Saved data entries
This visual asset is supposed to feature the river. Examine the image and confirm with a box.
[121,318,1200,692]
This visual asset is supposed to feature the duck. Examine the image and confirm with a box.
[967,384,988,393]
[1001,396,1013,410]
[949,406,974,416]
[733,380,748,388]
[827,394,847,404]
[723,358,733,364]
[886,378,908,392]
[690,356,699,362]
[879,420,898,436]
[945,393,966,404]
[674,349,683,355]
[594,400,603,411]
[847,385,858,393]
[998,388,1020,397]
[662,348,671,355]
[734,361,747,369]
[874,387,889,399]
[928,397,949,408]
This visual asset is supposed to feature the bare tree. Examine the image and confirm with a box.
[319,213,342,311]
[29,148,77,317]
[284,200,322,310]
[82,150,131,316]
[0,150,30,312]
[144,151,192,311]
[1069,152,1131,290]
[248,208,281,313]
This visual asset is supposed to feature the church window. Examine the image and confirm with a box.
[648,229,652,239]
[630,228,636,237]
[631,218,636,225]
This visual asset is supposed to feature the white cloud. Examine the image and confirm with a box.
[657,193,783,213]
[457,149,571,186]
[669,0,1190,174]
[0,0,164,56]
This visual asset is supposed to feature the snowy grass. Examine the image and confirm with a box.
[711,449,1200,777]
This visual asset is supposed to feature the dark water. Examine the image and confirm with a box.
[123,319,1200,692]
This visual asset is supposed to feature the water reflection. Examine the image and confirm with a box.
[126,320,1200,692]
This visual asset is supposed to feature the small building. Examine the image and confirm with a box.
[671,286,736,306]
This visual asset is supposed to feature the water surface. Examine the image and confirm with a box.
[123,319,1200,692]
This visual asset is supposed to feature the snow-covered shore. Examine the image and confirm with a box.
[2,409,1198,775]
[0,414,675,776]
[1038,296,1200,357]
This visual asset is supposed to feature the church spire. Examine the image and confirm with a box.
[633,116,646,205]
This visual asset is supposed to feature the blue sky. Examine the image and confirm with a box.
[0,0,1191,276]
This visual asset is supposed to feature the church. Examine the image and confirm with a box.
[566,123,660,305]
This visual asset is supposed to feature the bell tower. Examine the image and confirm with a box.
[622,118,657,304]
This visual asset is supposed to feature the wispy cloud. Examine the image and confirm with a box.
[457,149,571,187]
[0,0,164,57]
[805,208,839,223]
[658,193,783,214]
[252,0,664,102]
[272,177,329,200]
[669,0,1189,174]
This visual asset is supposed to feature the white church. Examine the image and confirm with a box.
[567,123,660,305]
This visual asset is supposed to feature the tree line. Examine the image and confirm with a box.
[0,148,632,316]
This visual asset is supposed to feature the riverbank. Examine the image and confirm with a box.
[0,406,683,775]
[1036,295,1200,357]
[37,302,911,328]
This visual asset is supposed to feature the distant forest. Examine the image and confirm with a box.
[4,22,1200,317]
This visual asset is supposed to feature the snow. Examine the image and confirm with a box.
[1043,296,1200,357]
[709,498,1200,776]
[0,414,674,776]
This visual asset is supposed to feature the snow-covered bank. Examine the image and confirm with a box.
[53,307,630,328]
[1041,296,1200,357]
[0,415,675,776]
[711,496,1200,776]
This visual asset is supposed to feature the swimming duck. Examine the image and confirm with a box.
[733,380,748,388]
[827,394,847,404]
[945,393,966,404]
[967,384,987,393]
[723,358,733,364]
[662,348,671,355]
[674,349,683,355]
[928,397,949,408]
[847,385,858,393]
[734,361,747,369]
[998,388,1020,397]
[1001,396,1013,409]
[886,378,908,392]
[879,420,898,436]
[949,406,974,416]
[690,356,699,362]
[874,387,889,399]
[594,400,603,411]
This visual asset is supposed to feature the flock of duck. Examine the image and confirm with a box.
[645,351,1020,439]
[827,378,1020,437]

...

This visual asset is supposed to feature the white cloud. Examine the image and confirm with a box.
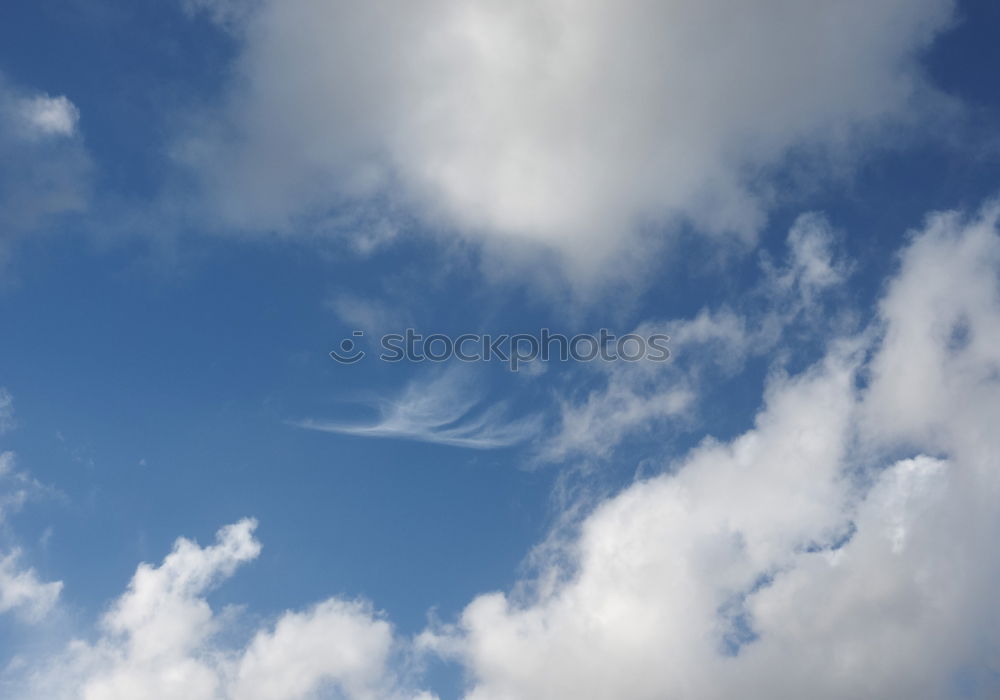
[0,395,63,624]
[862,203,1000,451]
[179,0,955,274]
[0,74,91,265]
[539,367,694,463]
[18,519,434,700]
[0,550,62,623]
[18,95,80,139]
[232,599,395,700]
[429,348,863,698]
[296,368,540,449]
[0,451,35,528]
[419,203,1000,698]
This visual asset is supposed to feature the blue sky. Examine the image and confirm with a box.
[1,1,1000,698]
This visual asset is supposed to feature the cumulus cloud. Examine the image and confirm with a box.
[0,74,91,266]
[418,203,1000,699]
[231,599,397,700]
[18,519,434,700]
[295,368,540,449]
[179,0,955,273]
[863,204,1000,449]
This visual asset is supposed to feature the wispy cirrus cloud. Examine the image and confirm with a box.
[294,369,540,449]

...

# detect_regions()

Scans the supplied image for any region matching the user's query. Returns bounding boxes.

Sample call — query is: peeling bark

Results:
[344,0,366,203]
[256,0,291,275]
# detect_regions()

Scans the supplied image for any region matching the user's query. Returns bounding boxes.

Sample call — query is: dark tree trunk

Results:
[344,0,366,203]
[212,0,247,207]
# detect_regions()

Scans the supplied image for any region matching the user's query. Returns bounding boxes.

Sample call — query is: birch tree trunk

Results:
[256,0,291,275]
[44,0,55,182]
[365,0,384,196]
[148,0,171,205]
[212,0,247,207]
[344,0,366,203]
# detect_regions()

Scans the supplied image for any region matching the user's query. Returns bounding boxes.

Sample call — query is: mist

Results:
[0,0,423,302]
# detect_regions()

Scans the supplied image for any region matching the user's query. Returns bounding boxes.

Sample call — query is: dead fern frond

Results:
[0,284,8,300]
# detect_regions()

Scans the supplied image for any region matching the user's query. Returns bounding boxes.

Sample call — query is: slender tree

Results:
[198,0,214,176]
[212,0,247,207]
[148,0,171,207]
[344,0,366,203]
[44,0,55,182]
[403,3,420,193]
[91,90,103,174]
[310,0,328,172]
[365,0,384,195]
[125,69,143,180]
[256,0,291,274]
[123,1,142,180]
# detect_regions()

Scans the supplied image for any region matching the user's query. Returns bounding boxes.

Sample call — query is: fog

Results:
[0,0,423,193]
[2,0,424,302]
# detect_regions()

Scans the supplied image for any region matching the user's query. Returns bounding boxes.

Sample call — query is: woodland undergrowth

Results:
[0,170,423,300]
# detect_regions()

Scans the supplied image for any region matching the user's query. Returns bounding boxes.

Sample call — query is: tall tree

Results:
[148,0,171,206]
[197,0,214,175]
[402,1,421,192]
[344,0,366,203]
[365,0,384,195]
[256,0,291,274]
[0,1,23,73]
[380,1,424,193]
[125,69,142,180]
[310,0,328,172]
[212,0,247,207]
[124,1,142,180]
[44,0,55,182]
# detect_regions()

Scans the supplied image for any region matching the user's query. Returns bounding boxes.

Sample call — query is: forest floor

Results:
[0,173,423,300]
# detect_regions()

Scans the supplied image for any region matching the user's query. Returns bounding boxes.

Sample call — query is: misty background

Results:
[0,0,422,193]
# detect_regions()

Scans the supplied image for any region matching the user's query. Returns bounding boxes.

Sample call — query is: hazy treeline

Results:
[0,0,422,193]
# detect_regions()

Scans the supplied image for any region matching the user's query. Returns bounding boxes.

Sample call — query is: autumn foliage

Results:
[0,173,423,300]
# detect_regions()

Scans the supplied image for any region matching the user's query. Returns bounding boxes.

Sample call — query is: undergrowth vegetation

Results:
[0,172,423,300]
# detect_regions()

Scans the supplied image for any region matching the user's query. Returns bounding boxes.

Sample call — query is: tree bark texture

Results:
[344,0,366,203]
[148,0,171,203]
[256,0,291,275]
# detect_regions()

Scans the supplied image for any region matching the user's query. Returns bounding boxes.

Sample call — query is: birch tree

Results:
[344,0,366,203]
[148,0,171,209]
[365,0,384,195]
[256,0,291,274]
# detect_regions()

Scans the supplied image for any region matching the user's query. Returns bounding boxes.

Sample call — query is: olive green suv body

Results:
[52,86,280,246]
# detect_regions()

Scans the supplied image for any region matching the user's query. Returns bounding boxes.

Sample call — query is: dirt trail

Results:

Task item
Copy every line in the data above that has the string "bark" in it.

Answer below
Sample call — query is: peeling bark
Sample call — query is: tree bark texture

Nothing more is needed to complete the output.